▸ PROBLEM
All entries given below are to be returned word for word.

▸ DATASET EXCERPTS

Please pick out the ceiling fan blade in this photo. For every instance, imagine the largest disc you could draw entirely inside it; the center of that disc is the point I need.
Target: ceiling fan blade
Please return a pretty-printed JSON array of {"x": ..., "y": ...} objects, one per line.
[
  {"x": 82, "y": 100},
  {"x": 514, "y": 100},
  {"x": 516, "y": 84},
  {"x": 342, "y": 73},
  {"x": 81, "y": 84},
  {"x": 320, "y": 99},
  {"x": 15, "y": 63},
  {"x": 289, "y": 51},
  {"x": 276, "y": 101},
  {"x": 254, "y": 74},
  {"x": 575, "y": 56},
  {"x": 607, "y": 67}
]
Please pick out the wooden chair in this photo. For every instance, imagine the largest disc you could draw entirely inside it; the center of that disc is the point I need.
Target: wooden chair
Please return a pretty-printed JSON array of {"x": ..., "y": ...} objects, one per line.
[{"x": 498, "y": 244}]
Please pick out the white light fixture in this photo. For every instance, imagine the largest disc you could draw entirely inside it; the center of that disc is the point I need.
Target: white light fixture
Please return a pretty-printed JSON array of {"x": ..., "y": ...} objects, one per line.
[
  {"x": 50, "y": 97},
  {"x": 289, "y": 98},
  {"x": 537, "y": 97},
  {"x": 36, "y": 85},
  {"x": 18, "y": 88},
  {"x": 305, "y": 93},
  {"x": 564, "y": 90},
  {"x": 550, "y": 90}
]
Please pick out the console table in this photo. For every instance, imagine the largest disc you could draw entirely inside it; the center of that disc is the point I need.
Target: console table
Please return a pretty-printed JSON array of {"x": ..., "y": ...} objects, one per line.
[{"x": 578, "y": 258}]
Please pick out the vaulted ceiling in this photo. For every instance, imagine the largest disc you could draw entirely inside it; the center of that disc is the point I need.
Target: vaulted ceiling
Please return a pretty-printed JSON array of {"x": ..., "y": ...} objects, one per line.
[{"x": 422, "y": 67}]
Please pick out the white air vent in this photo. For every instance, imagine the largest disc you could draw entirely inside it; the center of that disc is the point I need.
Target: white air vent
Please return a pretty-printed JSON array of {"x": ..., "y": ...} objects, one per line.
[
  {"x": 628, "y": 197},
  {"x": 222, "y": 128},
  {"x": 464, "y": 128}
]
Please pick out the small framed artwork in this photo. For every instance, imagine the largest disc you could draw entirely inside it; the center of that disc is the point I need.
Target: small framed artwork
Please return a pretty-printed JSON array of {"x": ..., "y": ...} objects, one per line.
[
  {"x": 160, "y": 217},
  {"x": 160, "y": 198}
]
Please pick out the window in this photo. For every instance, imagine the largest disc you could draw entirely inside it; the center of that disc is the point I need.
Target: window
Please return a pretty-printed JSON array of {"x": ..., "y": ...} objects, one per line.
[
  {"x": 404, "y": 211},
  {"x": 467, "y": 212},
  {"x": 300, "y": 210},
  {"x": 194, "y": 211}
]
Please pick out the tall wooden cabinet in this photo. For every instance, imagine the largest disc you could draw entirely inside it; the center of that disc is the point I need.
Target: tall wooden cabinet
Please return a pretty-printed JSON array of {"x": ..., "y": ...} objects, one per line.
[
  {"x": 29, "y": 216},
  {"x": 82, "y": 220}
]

▸ ANSWER SECTION
Please pick out the ceiling fan blade in this photo. For every instance, imagine the largest disc you could draw entirely inside it; the center of that disc is the point I need.
Target: ceiling fan blade
Please return a pretty-printed JSON array of {"x": ..., "y": ...} objects, one per line.
[
  {"x": 82, "y": 100},
  {"x": 514, "y": 100},
  {"x": 516, "y": 84},
  {"x": 342, "y": 73},
  {"x": 81, "y": 84},
  {"x": 320, "y": 99},
  {"x": 15, "y": 63},
  {"x": 289, "y": 51},
  {"x": 276, "y": 101},
  {"x": 254, "y": 74},
  {"x": 575, "y": 56},
  {"x": 607, "y": 67}
]
Please pick out the wooden chair in this photo. For every instance, imagine the largest disc you could draw entirely inside it; the center of that disc is the point I need.
Target: wooden chair
Please return a pretty-printed JSON array of {"x": ..., "y": ...} objects, one per line.
[{"x": 498, "y": 244}]
Please pick out the white light fixture in this photo. For every instance, imagine the largest disc you could draw entirely inside it; the center of that disc is the point I need.
Target: white light fixture
Please return a pretty-printed JSON array of {"x": ..., "y": ...} objects, one per line.
[
  {"x": 50, "y": 97},
  {"x": 289, "y": 98},
  {"x": 537, "y": 97},
  {"x": 36, "y": 85},
  {"x": 18, "y": 88},
  {"x": 305, "y": 93},
  {"x": 564, "y": 90},
  {"x": 550, "y": 90}
]
Please pick out the console table in this photo. For every instance, imagine the largest disc you could draw entirely inside it; the center of that disc is the point I need.
Target: console table
Please return a pretty-printed JSON array of {"x": ..., "y": ...} objects, one per line.
[{"x": 578, "y": 258}]
Please pick out the vaulted ceiling in this photo. For every instance, imagine the largest disc you could draw entirely inside it; the center of that disc is the point I need.
Target: vaulted ceiling
Please return a pretty-printed JSON array of {"x": ..., "y": ...} objects, one per line.
[{"x": 422, "y": 67}]
Please pick out the white air vent in this photo. For every instance, imagine the largest disc you could draw entirely inside it; the center of that disc is the point I need.
Target: white air vent
Please return a pretty-printed JSON array of {"x": ..., "y": ...} objects, one per line.
[
  {"x": 628, "y": 197},
  {"x": 222, "y": 128},
  {"x": 464, "y": 128}
]
Please pick out the small framed artwork in this photo. For every instance, imagine the largest disc you could draw entirely inside it; the center of that disc is the point I need.
Target: small framed artwork
Please return a pretty-printed JSON array of {"x": ..., "y": ...} objects, one per line.
[
  {"x": 160, "y": 217},
  {"x": 160, "y": 198}
]
Please pick out the window in this photo. For every instance, imagine the largest disc you could draw entirely inside it; the center of that disc is the point I need.
Target: window
Please return a pretty-printed JSON array of {"x": ..., "y": ...} objects, one per line.
[
  {"x": 404, "y": 211},
  {"x": 467, "y": 212},
  {"x": 300, "y": 210},
  {"x": 194, "y": 211}
]
Please pick out the tall wooden cabinet in this photo. For every instance, imagine the largest disc you could draw entirely inside it; the center of that disc is the point I need.
Target: tall wooden cabinet
Please return a pretty-printed JSON array of {"x": ..., "y": ...} objects, one per line.
[
  {"x": 29, "y": 216},
  {"x": 82, "y": 220}
]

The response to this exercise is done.